■ Task requirements: What lines in the records below hold the string "lapel"? Please show them.

Saved entries
= Beginning of Section =
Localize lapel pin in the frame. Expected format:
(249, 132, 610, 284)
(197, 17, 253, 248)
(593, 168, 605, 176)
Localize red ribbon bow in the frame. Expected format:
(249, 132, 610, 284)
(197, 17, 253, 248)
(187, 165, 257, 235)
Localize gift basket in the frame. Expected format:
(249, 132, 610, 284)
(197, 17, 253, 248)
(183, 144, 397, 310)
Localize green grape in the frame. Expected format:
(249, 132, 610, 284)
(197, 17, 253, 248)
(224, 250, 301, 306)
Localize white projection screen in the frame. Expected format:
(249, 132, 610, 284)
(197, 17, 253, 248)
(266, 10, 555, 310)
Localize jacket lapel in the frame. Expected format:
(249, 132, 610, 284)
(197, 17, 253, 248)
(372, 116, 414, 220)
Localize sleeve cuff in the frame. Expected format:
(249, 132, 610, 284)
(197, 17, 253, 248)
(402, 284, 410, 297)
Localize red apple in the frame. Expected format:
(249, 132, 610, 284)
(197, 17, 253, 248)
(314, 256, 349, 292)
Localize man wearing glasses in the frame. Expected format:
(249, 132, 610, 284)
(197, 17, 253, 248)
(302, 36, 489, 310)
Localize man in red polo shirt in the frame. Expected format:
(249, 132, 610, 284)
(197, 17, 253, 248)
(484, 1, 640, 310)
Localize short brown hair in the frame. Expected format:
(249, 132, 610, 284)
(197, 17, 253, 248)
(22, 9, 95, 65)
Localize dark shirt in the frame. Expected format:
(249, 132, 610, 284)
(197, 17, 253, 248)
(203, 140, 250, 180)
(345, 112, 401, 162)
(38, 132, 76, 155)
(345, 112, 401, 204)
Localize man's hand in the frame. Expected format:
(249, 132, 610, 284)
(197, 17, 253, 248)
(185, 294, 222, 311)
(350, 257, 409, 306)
= End of Section =
■ Exercise solution:
Localize lapel pin in the frame. Expected format:
Localize jacket lapel in the frame. Expected format:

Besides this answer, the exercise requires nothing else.